■ The exercise
Reproduce, word for word, the part of the TFRecord text that opens with the words containing "1. As binary" and closes with "pieces and streamed.".

■ Text passage
How to Create to a TFRecord File for Computer Vision and Object Detection

TensorFlow expedites the machine learning process markedly. From abstracting complex linear algebra to including pre-trained models and weights, getting the most out of TensorFlow is a full-time job.

However, when it comes to loading data in ways that TensorFlow expects in order to perform as efficiently as it does, every developer will inevitably come across a troublesome TFRecord file format. As a serialized data format specific to the TensorFlow framework, TFRecords are both enigmatic and indispensable.

So, what are TFRecords, and how does one work with them effectively? How does one create a TFRecord from PASCAL VOC XML labels? Or what about COCO JSON to TFRecord for object detection? Does Keras require TFRecords too?

We’ll break it down in this post: the what, why, and how of TFRecords for computer vision.

Looking How To Convert COCO JSON or VOC XML to a TFRecord?

Roboflow does it for you in three clicks. Jump to the bottom of this post to see.

What is a TFRecord?

The TensorFlow documentation describes TFRecords succinctly:

The TFRecord format is a simple format for storing a sequence of binary records.

But why create a new file format? Especially one as seemingly complex as a TFRecord. TFRecords are opaque: as serialized files, one cannot easily open them in a text editor to inspect their contents. What’s the method for the madness?

Because they are serialized files, .tfrecord files aren’t recognized by common applications.

In introducing TFRecords, Google is playing a game of tradeoffs. While TFRecords are “incompatible” with other file readers, they come with few core benefits:

  1. As binary file formats, a TFRecord file takes up less disk space, which means every read/write operation that needs to be performed is faster.
  2. TFRecord files are optimized to handle component parts of a larger dataset. So, for example, if a given dataset exceeds the size of a given machine’s memory, streaming a subset of the dataset is easily done. This is exactly what happens when training on a single batch of data: the machine is using a subset of the overall data.
  3. TFRecord files are also optimized for stored sequenced data. This is particularly important for word or time sequences, similar to how data can be easily broken into component pieces and streamed.

All said, the tradeoffs of serialization do provide significant advantages in the form of faster training. Working with a TFRecord file does require a small learning curve.

How Do We Create a TFRecord File?

Intrinsic in creating a TFRecord file is knowing what is contained within a TFRecord file. If it’s a serialized representation of a dataset, how do we create that serialized interpretation?

While TFRecord files exist for any type of data -- tabular, text, time series -- this particular posts focuses on using TFRecords in the context of computer vision, and especially classification and object detection problems.

■ Data entries
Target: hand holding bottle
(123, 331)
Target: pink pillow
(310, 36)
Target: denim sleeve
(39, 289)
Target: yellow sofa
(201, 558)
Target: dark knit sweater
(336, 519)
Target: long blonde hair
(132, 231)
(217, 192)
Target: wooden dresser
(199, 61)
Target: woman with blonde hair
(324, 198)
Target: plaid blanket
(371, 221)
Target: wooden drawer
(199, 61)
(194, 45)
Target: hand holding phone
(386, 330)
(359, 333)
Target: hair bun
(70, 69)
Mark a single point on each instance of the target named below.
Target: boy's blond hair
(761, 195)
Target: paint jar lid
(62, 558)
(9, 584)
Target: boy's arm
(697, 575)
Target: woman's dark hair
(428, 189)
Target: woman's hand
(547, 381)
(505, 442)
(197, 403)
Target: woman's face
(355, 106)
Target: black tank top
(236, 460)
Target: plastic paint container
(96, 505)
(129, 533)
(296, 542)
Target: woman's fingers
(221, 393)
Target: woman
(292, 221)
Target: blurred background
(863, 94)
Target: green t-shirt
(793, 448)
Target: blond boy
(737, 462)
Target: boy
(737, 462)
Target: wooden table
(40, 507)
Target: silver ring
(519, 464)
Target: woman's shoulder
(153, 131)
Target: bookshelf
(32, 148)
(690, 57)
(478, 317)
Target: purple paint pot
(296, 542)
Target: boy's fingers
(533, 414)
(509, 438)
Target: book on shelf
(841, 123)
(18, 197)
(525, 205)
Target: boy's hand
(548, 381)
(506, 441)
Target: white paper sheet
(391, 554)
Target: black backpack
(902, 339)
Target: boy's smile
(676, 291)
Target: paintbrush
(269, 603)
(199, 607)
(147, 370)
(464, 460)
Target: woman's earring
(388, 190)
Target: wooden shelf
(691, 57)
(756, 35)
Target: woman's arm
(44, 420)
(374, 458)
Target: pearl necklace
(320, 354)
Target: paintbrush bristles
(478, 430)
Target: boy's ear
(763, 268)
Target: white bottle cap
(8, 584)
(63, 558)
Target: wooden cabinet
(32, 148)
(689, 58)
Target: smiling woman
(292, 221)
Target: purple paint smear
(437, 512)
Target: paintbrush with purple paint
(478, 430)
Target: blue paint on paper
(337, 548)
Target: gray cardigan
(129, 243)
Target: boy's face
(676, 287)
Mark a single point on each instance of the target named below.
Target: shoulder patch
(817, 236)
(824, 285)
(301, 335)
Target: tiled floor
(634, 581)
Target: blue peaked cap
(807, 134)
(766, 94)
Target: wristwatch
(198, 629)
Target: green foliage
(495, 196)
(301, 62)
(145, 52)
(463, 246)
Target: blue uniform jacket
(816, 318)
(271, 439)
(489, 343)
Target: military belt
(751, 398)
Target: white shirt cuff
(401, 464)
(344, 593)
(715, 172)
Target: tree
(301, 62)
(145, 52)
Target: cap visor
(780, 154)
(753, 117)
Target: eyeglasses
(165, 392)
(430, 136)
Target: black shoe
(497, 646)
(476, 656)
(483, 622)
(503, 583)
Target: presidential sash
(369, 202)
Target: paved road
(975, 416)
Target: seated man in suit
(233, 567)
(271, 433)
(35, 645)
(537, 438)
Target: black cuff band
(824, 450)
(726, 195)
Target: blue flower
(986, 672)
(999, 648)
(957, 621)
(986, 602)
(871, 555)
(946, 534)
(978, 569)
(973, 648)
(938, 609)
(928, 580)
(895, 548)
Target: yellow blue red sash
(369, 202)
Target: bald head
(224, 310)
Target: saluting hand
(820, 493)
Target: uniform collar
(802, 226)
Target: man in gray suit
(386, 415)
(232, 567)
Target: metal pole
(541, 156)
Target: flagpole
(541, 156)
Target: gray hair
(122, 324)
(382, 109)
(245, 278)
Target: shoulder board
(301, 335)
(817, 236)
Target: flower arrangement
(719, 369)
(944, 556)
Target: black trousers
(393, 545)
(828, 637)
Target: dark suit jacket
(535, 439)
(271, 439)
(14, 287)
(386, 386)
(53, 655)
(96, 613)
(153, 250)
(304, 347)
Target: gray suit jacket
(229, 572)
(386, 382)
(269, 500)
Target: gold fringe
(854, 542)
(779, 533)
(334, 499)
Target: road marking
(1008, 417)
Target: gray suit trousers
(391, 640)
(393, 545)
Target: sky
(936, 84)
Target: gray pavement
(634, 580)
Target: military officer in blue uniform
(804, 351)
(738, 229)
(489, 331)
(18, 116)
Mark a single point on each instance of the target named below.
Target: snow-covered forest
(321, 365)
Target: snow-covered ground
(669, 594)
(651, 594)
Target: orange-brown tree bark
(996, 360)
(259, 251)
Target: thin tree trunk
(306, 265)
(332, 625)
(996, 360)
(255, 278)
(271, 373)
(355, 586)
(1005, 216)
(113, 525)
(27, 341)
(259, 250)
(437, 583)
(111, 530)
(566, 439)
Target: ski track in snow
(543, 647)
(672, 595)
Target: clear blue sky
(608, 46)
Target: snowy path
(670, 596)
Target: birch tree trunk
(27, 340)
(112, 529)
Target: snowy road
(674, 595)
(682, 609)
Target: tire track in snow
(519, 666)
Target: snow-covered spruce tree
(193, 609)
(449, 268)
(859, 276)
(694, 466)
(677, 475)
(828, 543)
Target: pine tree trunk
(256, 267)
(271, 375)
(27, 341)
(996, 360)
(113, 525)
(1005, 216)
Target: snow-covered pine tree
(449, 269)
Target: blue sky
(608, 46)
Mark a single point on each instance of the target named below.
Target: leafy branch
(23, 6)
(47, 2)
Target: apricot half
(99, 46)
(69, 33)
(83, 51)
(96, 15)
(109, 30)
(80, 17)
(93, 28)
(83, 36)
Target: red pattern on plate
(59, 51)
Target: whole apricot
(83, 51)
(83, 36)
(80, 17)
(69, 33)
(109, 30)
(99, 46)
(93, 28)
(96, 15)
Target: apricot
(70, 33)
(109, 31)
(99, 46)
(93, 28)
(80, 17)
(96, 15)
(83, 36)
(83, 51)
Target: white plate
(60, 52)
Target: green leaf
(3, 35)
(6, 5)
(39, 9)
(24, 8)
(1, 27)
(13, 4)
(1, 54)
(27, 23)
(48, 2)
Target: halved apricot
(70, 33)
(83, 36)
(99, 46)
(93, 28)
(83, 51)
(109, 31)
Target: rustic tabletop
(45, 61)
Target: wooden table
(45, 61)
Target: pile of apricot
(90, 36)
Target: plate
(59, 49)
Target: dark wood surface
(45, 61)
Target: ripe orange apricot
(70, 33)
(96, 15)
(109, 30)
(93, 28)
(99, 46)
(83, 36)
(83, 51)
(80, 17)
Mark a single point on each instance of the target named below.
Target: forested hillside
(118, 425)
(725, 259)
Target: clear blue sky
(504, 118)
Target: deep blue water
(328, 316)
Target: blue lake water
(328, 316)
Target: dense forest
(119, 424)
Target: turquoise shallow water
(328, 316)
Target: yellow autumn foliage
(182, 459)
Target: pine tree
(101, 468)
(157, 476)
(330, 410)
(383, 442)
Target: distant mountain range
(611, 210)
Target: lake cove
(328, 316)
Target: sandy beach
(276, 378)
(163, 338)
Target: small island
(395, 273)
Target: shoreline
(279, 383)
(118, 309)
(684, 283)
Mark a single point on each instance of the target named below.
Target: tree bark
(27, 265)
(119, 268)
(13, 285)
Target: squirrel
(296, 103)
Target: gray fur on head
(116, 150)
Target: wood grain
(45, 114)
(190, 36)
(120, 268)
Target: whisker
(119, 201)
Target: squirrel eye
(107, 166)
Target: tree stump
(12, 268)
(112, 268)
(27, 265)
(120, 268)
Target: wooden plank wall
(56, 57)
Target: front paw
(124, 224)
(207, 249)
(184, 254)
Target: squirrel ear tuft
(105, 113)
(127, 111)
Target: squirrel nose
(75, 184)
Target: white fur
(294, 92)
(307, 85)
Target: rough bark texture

■ Complete response
1. As binary file formats, a TFRecord file takes up less disk space, which means every read/write operation that needs to be performed is faster.
  2. TFRecord files are optimized to handle component parts of a larger dataset. So, for example, if a given dataset exceeds the size of a given machine’s memory, streaming a subset of the dataset is easily done. This is exactly what happens when training on a single batch of data: the machine is using a subset of the overall data.
  3. TFRecord files are also optimized for stored sequenced data. This is particularly important for word or time sequences, similar to how data can be easily broken into component pieces and streamed.